>> begin
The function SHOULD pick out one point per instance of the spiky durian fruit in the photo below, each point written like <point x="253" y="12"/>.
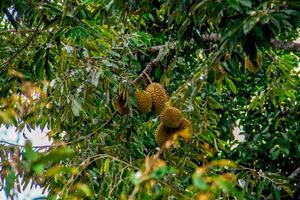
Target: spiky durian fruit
>> end
>> begin
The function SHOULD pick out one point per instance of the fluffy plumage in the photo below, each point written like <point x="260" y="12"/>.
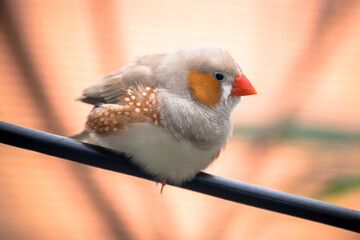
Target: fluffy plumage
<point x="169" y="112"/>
>> end
>> begin
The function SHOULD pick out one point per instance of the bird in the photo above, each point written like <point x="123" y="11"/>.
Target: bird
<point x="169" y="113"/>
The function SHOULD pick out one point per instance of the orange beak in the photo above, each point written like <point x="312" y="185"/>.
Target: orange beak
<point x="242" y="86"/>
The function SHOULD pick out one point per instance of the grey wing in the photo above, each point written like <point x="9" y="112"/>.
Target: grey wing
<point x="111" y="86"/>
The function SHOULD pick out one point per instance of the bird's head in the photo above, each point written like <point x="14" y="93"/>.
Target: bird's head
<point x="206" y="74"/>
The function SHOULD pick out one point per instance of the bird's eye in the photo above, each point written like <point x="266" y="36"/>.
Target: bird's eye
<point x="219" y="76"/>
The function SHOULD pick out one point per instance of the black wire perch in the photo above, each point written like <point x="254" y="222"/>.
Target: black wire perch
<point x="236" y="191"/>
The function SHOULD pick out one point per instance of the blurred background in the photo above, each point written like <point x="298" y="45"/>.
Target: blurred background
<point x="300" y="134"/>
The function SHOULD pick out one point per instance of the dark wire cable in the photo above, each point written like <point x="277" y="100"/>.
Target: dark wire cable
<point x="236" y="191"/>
>> end
Filter the records above, copying each line that contains the string "background", with case counting.

#### Task output
The function SHOULD pick out one point per instance of the blurred background in the photo above, each point written like <point x="298" y="45"/>.
Target: blurred background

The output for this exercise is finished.